begin

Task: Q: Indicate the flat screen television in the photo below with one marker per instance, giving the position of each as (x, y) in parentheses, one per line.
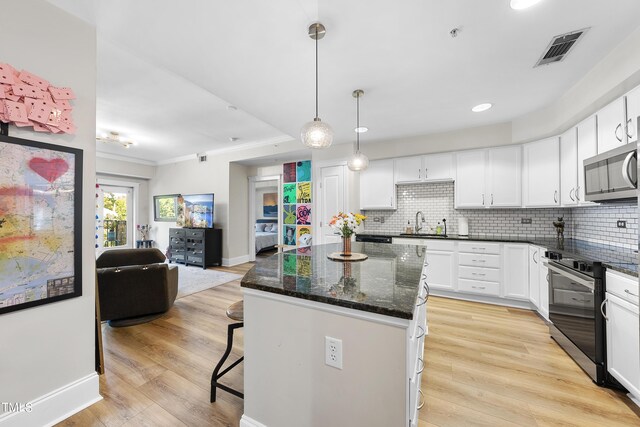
(198, 210)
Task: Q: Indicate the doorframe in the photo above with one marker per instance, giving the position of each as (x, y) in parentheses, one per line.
(135, 201)
(349, 177)
(252, 210)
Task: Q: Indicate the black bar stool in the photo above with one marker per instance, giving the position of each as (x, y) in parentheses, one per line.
(234, 312)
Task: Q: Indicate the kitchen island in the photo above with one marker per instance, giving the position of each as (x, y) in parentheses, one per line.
(295, 302)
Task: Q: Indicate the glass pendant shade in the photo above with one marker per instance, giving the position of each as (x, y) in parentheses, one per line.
(316, 134)
(358, 162)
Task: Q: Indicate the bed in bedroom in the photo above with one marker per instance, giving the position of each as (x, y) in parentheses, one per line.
(266, 234)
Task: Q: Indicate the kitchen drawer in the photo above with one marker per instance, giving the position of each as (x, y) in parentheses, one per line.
(623, 286)
(441, 245)
(479, 247)
(478, 287)
(479, 273)
(479, 260)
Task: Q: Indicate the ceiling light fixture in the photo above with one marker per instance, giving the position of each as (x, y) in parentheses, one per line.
(359, 161)
(316, 134)
(481, 107)
(523, 4)
(113, 138)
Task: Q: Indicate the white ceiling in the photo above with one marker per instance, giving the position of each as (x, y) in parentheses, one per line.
(167, 70)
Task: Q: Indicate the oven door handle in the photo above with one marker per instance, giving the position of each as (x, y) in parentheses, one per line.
(588, 283)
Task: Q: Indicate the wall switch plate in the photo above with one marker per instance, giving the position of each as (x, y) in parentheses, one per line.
(333, 352)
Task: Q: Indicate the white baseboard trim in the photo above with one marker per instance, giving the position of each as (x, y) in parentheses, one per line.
(230, 262)
(57, 405)
(250, 422)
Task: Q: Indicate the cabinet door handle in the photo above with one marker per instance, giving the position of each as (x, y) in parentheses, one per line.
(602, 309)
(616, 132)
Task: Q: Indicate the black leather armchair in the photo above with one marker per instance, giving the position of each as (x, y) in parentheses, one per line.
(135, 285)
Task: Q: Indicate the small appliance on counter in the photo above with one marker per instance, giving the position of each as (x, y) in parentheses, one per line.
(463, 226)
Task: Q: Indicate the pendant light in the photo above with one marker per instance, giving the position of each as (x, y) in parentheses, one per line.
(316, 134)
(359, 161)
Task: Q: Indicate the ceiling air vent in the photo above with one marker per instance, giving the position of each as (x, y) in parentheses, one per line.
(560, 47)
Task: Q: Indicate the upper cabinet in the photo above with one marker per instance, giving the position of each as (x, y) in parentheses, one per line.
(587, 147)
(489, 178)
(470, 182)
(569, 167)
(541, 173)
(633, 111)
(377, 189)
(430, 168)
(611, 126)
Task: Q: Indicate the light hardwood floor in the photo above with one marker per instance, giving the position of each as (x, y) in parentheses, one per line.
(485, 366)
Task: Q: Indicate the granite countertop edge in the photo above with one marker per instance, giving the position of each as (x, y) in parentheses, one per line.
(331, 301)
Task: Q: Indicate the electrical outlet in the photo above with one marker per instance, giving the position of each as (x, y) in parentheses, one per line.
(333, 352)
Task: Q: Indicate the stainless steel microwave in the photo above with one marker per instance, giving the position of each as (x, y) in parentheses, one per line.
(612, 175)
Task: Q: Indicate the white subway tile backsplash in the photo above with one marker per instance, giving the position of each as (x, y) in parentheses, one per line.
(436, 201)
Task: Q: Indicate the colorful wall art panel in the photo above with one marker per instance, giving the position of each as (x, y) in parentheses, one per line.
(297, 203)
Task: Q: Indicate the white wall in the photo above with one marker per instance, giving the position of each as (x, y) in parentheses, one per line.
(50, 348)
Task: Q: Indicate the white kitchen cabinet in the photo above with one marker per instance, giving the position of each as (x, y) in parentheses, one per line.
(408, 169)
(429, 168)
(587, 147)
(438, 167)
(622, 342)
(515, 271)
(504, 174)
(541, 174)
(611, 126)
(633, 111)
(569, 167)
(377, 187)
(534, 275)
(470, 182)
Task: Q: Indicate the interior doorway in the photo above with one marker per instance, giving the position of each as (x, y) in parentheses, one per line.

end

* WORK TO DO *
Rewrite all the records above, substituting "Mark" for every "Indicate" and changing nothing else. Leave the pictures out of your answer.

* REPLY *
Task: Q: Mark the flat screen television in the photo below with one marker per instance, giving the position of each as (x, y) in parentheses, one per line.
(198, 210)
Task: Q: Mark the doorframe in the photo above with one marker per instance, giving the position of each as (x, y) in parentheses, one per line.
(135, 201)
(349, 177)
(252, 210)
Task: Q: Mark the black bar stool in the photo above with one marker per instance, giving the position of each as (x, y) in parentheses, one per line.
(234, 312)
Task: Q: Mark the kitchen island in the photo above with one marker per instance, giving the position of each as (x, y) in parentheses, one per line.
(295, 302)
Task: Q: Mark the glass pendant shade in the photo above with one marker per instance, giving the position of each as (x, y) in parentheses, one per line.
(316, 134)
(358, 162)
Task: Q: Mark the bed in bedroom in the photo above with one marker per instance, giving the position of each as (x, y) in parentheses, one per line.
(266, 234)
Task: Q: Mark the kitchen drawer in the photo above with one marker per instance, giving the position of each as (x, y) in parentheses, one per line.
(623, 286)
(441, 245)
(479, 247)
(478, 287)
(479, 273)
(479, 260)
Task: Q: Mark the ceiling light fixture in the photo above with one marker per instance, giving the position of each as (x, y) in parentheses, one per line.
(359, 161)
(316, 134)
(481, 107)
(523, 4)
(113, 138)
Task: Q: Mark the white ceiling in the photo above with one marker per instance, giving the position of each as (x, y) in parentheses, one per line.
(167, 70)
Task: Q: Mark the oven door handle in the photo above with one marker per instance, giving the position of each as (x, y) in parentheses, one per line.
(588, 283)
Task: Q: Mark the wall switch plate in the photo above with one marker per instance, giving the position of each as (x, y) in parentheses, one per line.
(333, 352)
Task: Q: Mark the white baseboard trim in the photo above with one marker per instance, giving the position of each as (x, y) in parentheses, one per line.
(230, 262)
(57, 405)
(250, 422)
Task: Q: Mark the cabinet door handle in the photo above with one marker per instance, giving the position of each as (x, y) in parentheses, one per line.
(602, 309)
(616, 132)
Task: Q: Mark the black leather armchair in the photo above with one marker per instance, giving the position of each as (x, y) in parentheses, one per line.
(135, 285)
Task: Q: Mark the small appliance on counter in the photo above with one marker per instance, giving the position of each as (x, y) in parentheses, one per line.
(463, 226)
Task: Q: Mark the pendant light in the photo above with one marker per instance, giving the position of each as (x, y) in parentheses, one per line.
(316, 134)
(359, 161)
Task: Q: Mark the ceiling air vent in the photo above with one marker per instance, giving the position of each as (x, y) in parentheses, one per line.
(560, 47)
Task: Q: Mark the upper cabinet in the photo above with one marker per instance, giving the position of each as (x, y) in parentheses, one per line.
(587, 147)
(489, 178)
(470, 182)
(569, 167)
(541, 173)
(633, 111)
(377, 189)
(430, 168)
(611, 126)
Task: Q: Mark the light hardwood floor in the photo above with one marker per instance, giving the position of each as (x, y) in parentheses, one per line.
(485, 366)
Task: Q: Mark the granite countertop edge in the photo above with one marker per instance, giving the position of each as (x, y) in parentheses, one per line.
(331, 301)
Task: Q: Mark the electrical outlet in the photo above with one marker per instance, giving the position of each as (x, y) in parentheses, one per line.
(333, 352)
Task: Q: Mark the stainless steel microwave in the photo above with one marker per instance, giving the position of each as (x, y) in parentheses, one per line.
(612, 175)
Task: Q: Mark the white subway tile backsplash in the photo above with one marker per instance, giving the position of each as (x, y) in parentheses, one per line.
(436, 201)
Task: Q: Mark the colorful wall art panel in the photo above with one marker per instance, giving the position of each as (x, y) in parentheses, one per line.
(297, 203)
Task: Q: Mark the white wall in the photo above with one marker per instance, giving the position of each as (x, y) in parentheses, one per line.
(50, 348)
Task: Q: Mark the white kitchen cabinet in the photo above with one marker per instance, giving the position of each as (x, y) in parentheses, one per line.
(408, 169)
(429, 168)
(587, 147)
(438, 167)
(622, 342)
(515, 271)
(504, 174)
(541, 174)
(611, 126)
(633, 111)
(569, 167)
(377, 187)
(534, 275)
(470, 182)
Task: Q: Mark the interior doorway in the photo above with one marker per instance, giving the position of each as (x, y) in parentheses, one per line.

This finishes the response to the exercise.